Table~\ref{tab:contraictab} shows that
the top three models, all of which include a child-by-age interaction and some effect of urbanization, fit approximately equally well ($\Delta$ negative log-likelihood $<0.5$). The \code{(1|district/urban)} model barely improves on the fit of \code{(1|district:urban)} (0.005 log-likelihood units), at the cost of an extra variance parameter, so it is almost 2 AIC units worse. \code{(1 + urban | district)} is a bit better ($\approx$ 0.5 log-likelihood units), but includes a covariance parameter.
Models that drop the interaction between child status and age or replace the binary child indicator with an integer count perform substantially worse ($\Delta \textrm{AIC} > 10$).

Overall, the results suggest that accounting for urban/rural variation at the district level and including the age and child interaction are both important, but the precise random effects structure for urban/rural variation is relatively
unimportant.

<<contr-predplot, warning = FALSE, fig.cap="Predictions for contraception fit (\\code{(1|district/urban)} model). Heavy lines and ribbons show population-level predictions; light lines show district-level predictions.", echo = FALSE>>=
agevec <- seq(-15, 20)
pframe <- with(Contraception, expand.grid(age = agevec, urban = levels(urban), ch = levels(ch)))
pframe <- transform(pframe, age_s = age/(2*sd(Contraception$age)),
                    facet_urban = ifelse(urban=="Y","Urban","Rural"))
pred  <- predict(cm5, newdata = pframe, se.fit = TRUE, re.form = NA)
pframe$use <- plogis(pred$fit)
pframe$lwr <- plogis(pred$fit-1.96*pred$se.fit)
pframe$upr <- plogis(pred$fit+1.96*pred$se.fit)
pframe2 <- with(Contraception, expand.grid(age = agevec, urban = levels(urban), ch = levels(ch),
                 district = levels(district)))
pframe2 <- transform(pframe2, age_s = age/(2*sd(Contraception$age)),
            facet_urban = ifelse(urban=="Y","Urban","Rural"),
            dist_urb = paste(urban, district, sep = ":"))
c_urb <- unique(with(Contraception, paste(urban, district, sep = ":")))
pframe2 <- subset(pframe2, dist_urb %in% c_urb)
pred2  <- predict(cm5, newdata = pframe2, re.form = NULL)
pframe2$use <- plogis(pred2)

========

Work to complete:
**a.** Reproduce the stretch of the passage on contraception model fits from "pframe2 <- transform(pframe2, age_s" through "re.form = NULL)", character for character.
**b.** Give only the number of lines in the entries that contain the string "life", counting case as significant.

========

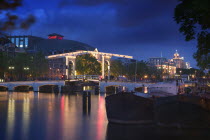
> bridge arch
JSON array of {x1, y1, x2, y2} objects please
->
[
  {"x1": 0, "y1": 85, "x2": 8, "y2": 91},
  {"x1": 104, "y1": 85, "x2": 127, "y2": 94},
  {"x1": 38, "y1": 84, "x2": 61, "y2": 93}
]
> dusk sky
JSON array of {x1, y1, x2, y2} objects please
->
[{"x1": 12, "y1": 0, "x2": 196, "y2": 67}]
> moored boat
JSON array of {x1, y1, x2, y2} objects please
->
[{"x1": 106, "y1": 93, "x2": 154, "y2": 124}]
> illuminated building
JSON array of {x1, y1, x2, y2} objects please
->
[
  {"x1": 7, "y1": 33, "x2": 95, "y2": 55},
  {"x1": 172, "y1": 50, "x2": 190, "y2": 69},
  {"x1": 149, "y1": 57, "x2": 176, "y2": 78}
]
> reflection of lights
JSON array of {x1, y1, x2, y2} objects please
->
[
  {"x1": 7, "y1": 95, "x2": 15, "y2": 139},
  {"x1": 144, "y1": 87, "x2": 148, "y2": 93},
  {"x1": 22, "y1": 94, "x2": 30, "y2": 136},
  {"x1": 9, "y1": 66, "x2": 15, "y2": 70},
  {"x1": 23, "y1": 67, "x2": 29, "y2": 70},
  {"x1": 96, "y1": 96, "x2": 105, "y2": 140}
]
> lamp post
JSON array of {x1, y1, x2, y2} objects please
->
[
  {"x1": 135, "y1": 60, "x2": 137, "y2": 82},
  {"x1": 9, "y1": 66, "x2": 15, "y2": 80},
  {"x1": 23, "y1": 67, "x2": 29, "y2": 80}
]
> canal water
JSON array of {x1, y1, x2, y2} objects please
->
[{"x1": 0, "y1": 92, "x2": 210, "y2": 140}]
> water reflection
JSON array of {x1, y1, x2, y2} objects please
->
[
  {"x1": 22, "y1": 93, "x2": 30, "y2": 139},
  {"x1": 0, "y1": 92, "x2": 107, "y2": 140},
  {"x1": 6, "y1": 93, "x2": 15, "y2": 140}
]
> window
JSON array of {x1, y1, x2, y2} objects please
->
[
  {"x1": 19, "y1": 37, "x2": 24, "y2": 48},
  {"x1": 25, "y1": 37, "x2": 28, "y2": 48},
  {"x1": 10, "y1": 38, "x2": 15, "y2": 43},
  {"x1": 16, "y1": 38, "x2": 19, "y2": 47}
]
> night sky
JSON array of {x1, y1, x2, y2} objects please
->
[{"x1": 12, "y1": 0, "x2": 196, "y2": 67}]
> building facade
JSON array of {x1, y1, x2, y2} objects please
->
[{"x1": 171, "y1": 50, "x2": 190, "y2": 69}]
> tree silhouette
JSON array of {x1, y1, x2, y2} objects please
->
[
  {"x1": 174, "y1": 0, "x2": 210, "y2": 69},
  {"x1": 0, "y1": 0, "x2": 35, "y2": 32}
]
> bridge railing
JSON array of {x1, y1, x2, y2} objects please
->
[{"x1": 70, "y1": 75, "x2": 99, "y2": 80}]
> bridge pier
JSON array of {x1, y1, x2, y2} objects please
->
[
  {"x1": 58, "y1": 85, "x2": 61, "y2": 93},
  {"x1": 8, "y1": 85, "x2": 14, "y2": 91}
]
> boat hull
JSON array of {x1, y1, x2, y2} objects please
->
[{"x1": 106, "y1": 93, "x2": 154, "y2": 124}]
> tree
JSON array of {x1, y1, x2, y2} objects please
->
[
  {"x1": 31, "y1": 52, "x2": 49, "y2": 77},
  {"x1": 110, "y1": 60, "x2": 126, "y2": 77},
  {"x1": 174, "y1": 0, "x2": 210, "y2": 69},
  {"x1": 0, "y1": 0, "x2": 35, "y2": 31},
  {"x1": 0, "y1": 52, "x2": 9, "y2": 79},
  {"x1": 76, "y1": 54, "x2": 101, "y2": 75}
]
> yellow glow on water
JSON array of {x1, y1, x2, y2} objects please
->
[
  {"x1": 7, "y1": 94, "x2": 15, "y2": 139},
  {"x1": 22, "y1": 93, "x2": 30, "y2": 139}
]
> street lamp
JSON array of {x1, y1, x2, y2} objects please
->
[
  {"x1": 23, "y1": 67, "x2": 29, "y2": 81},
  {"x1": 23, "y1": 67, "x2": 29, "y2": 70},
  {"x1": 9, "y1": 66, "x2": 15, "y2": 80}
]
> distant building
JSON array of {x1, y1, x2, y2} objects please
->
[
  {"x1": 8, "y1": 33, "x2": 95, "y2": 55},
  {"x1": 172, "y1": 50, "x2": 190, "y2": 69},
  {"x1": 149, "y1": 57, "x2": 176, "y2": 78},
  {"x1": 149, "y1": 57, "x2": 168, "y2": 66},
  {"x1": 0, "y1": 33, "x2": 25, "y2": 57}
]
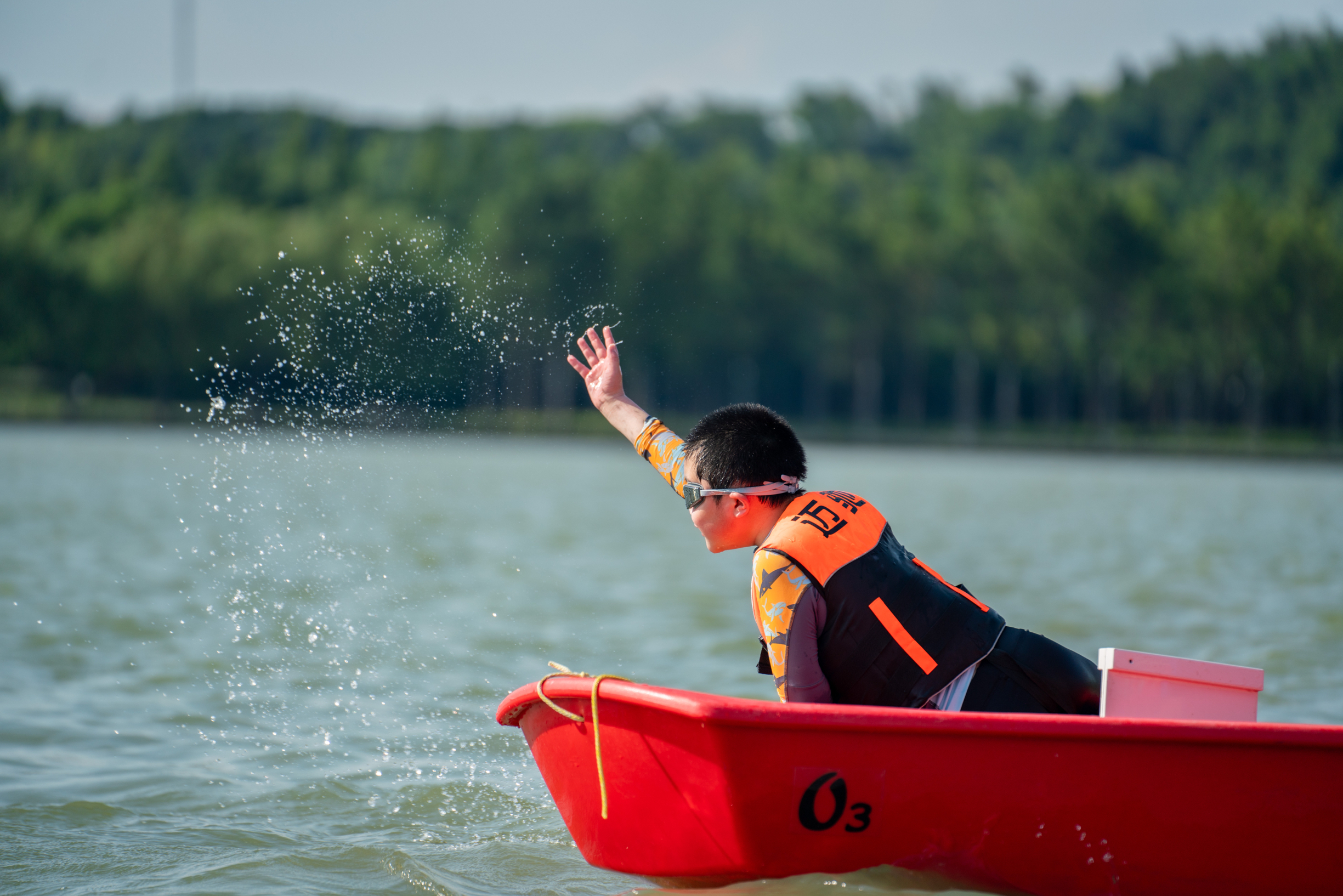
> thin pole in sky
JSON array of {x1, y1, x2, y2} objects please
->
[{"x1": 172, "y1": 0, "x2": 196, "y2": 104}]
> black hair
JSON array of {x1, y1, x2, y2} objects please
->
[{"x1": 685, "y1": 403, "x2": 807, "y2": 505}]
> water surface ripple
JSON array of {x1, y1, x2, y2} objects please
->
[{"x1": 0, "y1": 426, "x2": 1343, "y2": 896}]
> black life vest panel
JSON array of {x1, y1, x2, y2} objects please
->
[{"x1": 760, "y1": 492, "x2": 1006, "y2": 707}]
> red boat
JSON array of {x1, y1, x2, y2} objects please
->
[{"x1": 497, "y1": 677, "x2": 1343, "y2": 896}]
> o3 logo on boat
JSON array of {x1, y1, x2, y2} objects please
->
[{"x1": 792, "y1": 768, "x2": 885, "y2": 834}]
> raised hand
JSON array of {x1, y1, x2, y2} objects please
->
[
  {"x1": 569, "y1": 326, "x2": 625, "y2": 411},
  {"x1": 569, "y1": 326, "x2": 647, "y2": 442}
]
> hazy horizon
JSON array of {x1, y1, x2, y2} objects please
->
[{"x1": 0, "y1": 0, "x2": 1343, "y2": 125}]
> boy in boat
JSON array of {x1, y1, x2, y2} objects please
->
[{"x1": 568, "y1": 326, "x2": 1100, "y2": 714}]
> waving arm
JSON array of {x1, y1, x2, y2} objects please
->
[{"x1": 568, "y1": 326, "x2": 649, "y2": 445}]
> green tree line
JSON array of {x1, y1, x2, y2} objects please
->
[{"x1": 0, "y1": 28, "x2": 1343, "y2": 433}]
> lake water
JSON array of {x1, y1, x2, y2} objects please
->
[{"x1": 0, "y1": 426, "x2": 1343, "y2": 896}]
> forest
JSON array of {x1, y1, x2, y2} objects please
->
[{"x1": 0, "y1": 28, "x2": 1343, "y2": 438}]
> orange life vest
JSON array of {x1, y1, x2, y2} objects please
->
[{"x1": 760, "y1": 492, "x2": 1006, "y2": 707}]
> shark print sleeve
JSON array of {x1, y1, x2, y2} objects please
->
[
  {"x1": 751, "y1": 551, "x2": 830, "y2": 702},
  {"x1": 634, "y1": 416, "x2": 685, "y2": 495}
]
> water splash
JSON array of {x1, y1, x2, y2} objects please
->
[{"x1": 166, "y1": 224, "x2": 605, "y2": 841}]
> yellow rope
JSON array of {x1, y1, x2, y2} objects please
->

========

Results in order:
**a.**
pframe2 <- transform(pframe2, age_s = age/(2*sd(Contraception$age)),
            facet_urban = ifelse(urban=="Y","Urban","Rural"),
            dist_urb = paste(urban, district, sep = ":"))
c_urb <- unique(with(Contraception, paste(urban, district, sep = ":")))
pframe2 <- subset(pframe2, dist_urb %in% c_urb)
pred2  <- predict(cm5, newdata = pframe2, re.form = NULL)

**b.** 2